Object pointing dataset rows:
☆ ☆ ☆ ☆
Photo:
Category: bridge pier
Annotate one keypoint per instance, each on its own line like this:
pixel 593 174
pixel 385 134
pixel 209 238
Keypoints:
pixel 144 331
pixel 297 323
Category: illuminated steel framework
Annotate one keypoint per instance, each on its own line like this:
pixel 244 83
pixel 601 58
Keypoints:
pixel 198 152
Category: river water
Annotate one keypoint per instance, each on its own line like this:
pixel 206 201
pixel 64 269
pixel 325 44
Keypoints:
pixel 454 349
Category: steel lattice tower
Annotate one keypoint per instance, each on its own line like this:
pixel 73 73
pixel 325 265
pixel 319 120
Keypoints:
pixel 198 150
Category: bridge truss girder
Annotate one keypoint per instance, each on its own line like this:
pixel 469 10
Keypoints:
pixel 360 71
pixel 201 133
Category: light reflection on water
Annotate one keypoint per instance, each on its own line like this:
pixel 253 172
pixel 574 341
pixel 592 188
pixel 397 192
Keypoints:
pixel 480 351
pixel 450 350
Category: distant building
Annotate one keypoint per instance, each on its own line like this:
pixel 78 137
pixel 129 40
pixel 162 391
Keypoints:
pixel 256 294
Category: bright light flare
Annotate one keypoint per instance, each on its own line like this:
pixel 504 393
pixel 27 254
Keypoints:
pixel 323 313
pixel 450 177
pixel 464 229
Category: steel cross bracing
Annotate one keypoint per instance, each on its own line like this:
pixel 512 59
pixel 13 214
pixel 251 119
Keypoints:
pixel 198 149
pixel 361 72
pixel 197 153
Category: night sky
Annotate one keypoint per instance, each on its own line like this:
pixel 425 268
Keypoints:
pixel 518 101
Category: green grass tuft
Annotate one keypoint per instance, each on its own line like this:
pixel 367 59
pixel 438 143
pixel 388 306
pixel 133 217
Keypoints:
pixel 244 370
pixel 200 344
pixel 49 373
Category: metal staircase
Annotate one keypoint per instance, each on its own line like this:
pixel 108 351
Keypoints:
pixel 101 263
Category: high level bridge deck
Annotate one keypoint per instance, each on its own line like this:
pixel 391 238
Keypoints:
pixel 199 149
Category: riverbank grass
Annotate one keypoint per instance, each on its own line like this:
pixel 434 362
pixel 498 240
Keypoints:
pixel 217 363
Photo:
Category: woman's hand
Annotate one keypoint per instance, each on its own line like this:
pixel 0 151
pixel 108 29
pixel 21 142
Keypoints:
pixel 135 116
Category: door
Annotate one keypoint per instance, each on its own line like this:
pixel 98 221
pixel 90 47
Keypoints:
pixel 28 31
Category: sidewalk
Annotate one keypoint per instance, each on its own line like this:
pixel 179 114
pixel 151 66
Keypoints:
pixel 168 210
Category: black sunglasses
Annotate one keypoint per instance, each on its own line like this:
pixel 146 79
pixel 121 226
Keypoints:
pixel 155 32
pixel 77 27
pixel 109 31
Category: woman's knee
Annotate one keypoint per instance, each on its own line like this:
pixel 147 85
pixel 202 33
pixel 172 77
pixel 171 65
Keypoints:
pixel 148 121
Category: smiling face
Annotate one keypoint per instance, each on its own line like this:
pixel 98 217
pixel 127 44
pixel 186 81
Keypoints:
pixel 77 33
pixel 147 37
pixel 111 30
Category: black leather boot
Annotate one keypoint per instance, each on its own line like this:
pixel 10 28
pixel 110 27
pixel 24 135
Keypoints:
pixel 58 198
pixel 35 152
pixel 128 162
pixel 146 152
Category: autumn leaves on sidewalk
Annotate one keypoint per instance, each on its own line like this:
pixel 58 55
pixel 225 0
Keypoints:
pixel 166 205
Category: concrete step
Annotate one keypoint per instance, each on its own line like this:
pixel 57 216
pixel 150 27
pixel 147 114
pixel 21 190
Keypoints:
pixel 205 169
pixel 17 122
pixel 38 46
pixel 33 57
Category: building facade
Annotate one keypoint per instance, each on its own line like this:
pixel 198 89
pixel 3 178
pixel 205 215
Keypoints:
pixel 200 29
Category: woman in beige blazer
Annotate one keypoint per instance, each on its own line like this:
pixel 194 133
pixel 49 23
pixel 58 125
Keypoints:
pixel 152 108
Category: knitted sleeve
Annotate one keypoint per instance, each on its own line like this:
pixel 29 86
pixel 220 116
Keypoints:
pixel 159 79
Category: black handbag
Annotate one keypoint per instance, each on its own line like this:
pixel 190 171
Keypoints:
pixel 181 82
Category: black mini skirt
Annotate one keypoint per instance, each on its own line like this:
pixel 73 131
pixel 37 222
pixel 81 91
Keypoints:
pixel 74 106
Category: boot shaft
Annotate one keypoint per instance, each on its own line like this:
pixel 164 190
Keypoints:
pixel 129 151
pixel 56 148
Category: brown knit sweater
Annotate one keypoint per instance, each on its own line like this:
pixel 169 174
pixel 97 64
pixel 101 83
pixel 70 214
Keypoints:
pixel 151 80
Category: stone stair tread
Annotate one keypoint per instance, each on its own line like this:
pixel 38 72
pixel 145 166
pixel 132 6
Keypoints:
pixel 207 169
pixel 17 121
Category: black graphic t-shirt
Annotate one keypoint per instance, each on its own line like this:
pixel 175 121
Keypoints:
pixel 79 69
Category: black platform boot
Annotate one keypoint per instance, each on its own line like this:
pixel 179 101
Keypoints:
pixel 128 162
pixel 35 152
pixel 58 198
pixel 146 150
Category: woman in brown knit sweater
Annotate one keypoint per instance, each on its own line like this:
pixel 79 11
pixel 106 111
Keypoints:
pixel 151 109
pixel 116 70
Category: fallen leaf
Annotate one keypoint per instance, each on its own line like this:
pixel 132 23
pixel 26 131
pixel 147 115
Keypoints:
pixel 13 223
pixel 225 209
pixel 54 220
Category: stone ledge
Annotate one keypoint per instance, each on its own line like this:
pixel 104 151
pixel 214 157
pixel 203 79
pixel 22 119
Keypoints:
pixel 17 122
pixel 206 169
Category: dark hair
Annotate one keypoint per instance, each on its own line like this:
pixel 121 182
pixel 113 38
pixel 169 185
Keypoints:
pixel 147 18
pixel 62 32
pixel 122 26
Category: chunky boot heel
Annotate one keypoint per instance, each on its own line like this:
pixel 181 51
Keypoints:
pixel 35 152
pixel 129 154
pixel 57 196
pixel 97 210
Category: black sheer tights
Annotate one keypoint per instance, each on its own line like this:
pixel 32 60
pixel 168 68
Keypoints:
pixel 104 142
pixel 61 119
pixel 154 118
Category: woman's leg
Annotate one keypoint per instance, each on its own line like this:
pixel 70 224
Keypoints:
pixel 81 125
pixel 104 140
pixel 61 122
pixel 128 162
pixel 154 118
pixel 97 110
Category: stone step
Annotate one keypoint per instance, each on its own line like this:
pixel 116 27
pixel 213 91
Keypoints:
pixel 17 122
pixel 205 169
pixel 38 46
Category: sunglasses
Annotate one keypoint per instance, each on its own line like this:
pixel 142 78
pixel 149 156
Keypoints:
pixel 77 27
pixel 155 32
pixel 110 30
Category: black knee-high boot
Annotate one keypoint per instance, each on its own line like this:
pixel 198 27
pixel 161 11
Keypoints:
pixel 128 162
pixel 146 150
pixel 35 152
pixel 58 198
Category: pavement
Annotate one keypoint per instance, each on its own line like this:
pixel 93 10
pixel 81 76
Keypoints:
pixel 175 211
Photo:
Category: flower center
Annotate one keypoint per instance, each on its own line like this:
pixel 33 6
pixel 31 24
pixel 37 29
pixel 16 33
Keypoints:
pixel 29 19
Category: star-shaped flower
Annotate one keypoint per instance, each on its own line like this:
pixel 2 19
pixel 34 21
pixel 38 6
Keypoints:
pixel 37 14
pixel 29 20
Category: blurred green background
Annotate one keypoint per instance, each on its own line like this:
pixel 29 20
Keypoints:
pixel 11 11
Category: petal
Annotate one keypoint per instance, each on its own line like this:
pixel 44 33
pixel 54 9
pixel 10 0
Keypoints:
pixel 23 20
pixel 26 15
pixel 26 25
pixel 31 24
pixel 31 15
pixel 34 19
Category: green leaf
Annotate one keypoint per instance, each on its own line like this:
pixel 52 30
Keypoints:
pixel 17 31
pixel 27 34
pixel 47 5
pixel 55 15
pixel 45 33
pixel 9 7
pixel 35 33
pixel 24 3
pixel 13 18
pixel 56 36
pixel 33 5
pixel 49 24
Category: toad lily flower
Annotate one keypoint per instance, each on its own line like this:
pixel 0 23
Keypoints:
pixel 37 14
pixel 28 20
☆ ☆ ☆ ☆
• [Exercise aim] Echo the lines of the listing above between the line containing "Category: black platform boot" and the line containing "pixel 122 26", inclusive, reproducing them without any changes.

• [Answer for the task]
Category: black platform boot
Annotate one keypoint per instance, each on its own line like this:
pixel 179 101
Keypoints:
pixel 128 162
pixel 35 152
pixel 58 198
pixel 146 150
Category: woman in brown knit sweater
Annotate one keypoint per instance, each on its own line like this:
pixel 79 11
pixel 106 111
Keypoints:
pixel 151 109
pixel 116 70
Category: fallen leaf
Annotate one keypoint per instance, each on its own line like this:
pixel 132 23
pixel 26 131
pixel 147 115
Keypoints:
pixel 13 223
pixel 225 209
pixel 54 220
Category: stone ledge
Annotate one keypoint per instance, each on its own line like this:
pixel 104 151
pixel 214 157
pixel 203 79
pixel 22 119
Keypoints:
pixel 17 122
pixel 206 169
Category: dark hair
Annotate one keypoint per instance, each on its own line like this:
pixel 121 182
pixel 113 38
pixel 169 185
Keypoints:
pixel 147 18
pixel 62 32
pixel 122 26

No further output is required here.